→ **Stated task A**: Reproduce the passage from the article on workplace flexibility word for word. Begin at the words "Paul Bakker’s four-year-old" and stop after "battle for talent.".

═══ Supplied text ═══

The Practice of Flexibility

Paul Bakker’s four-year-old daughter was about to start school and needed to attend an orientation day. Could daddy come, too?

by | Feb 3, 2015

The Practice of Flexibility

Bakker may be the lead partner of business advisory for Crowe Horwath, running a team of 12 partners and 80 staff, but he felt quite comfortable taking the morning off. “We were driven by the concept of the time sheet and six-minute intervals. Now it’s more about outcomes,” he says.

We’ve entered the world of work-time choice, where flexible hours are a weapon in the battle for talent.

The flexibility culture

While Crowe Horwath does have formal maternity and paternity schemes in place, there’s a broader cultural aspect required for true family friendliness, according to Bakker.

“The CEO’s not looking for 7.5 billable hours, but wants to know my clients are happy and that we are delivering value in a commercial way,” he says. If that can be demonstrated, there is no problem structuring the working week to deliver some level of work-life balance.

Nathan Percy, a tax accountant at small Tasmanian accounting firm SMARTAX, agrees. Percy not only typically works a 7am–4pm workday, he also works a nine-day fortnight, which allows him to spend every second Tuesday with his daughter. “It’s really important to me,” he says, “and it saves us having our daughter an extra day in childcare.”

═══ Information given ═══

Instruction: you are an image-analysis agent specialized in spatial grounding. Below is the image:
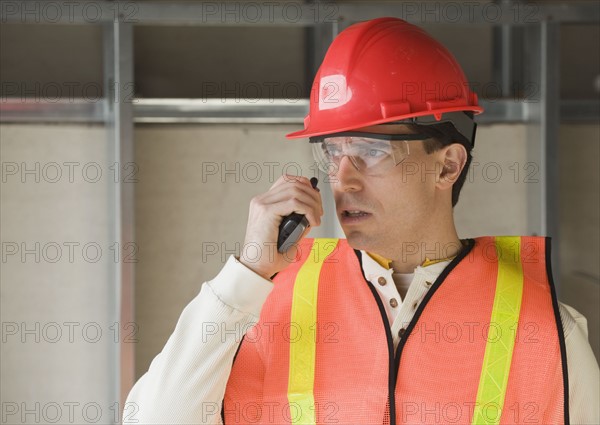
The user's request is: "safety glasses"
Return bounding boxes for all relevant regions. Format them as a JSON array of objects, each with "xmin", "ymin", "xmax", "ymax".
[{"xmin": 309, "ymin": 132, "xmax": 431, "ymax": 176}]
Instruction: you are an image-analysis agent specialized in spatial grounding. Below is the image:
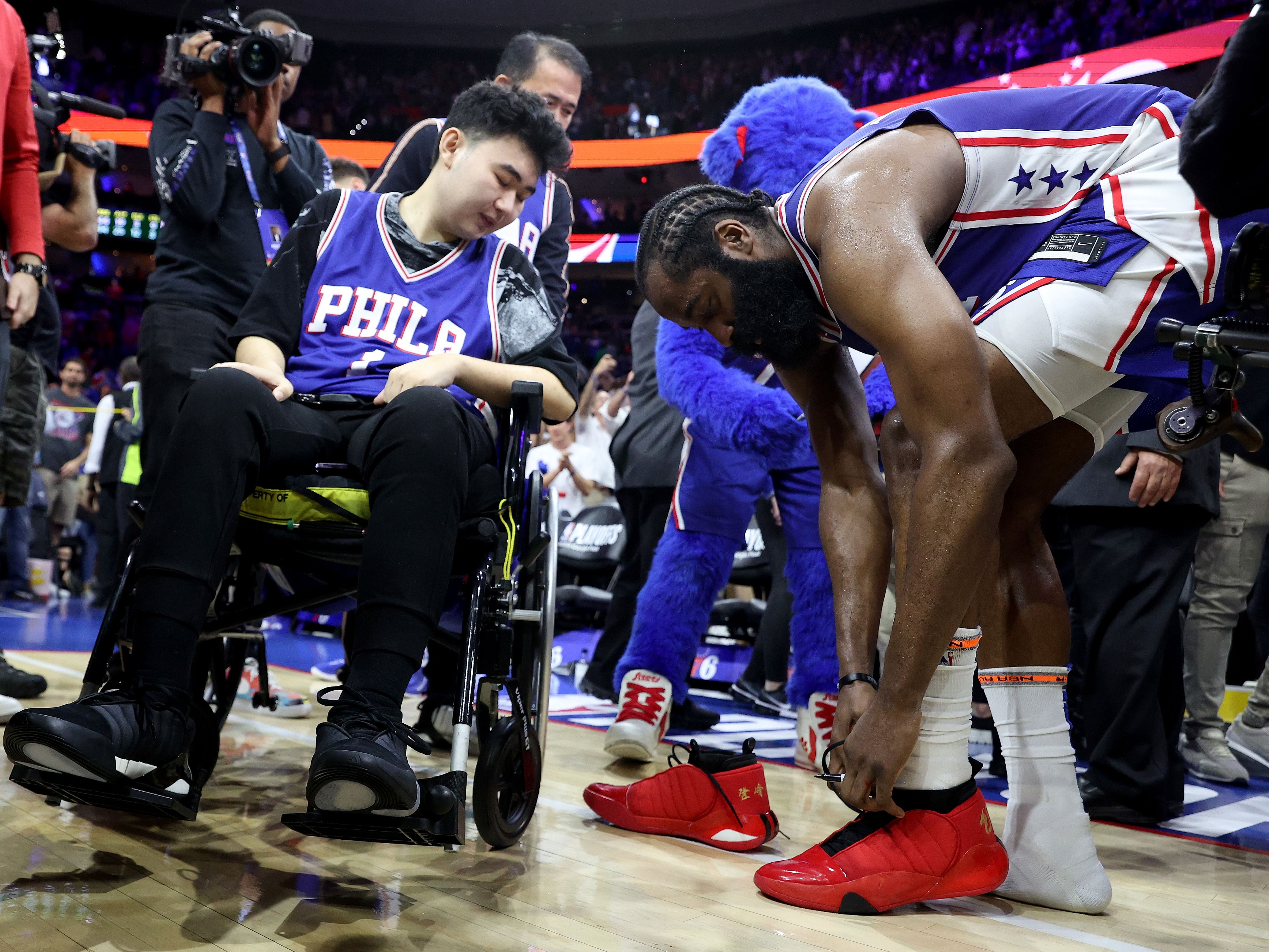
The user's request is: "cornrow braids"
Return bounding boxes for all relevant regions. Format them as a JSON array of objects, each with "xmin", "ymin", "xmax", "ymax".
[{"xmin": 635, "ymin": 181, "xmax": 774, "ymax": 294}]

═══

→ **Stated task B**: Scale every bounding-box coordinate in the answers of the listing above by 1.7, rounding each result to a whole number with halves going up. Then write out the entire listing again with all its other lines unchanged, but leave out the pictures.

→ **Exercise solution A**:
Paul Bakker’s four-year-old daughter was about to start school and needed to attend an orientation day. Could daddy come, too?

by | Feb 3, 2015

The Practice of Flexibility

Bakker may be the lead partner of business advisory for Crowe Horwath, running a team of 12 partners and 80 staff, but he felt quite comfortable taking the morning off. “We were driven by the concept of the time sheet and six-minute intervals. Now it’s more about outcomes,” he says.

We’ve entered the world of work-time choice, where flexible hours are a weapon in the battle for talent.

→ **Exercise solution B**:
Instruction: you are an image-analysis agent specialized in spatial grounding. Below is the image:
The user's request is: "safety glasses"
Return bounding boxes for all relevant regions. Format them as a JSON array of objects, each with "xmin", "ymin", "xmax", "ymax".
[{"xmin": 525, "ymin": 224, "xmax": 733, "ymax": 299}]
Instruction: you are an image-analysis agent specialized in spatial grounding. Below is the image:
The user's request is: "cornrow braids"
Return bounding boxes for all relevant regions. Format them as a JSON array of objects, each with "xmin", "ymin", "xmax", "ymax".
[{"xmin": 1080, "ymin": 308, "xmax": 1316, "ymax": 500}]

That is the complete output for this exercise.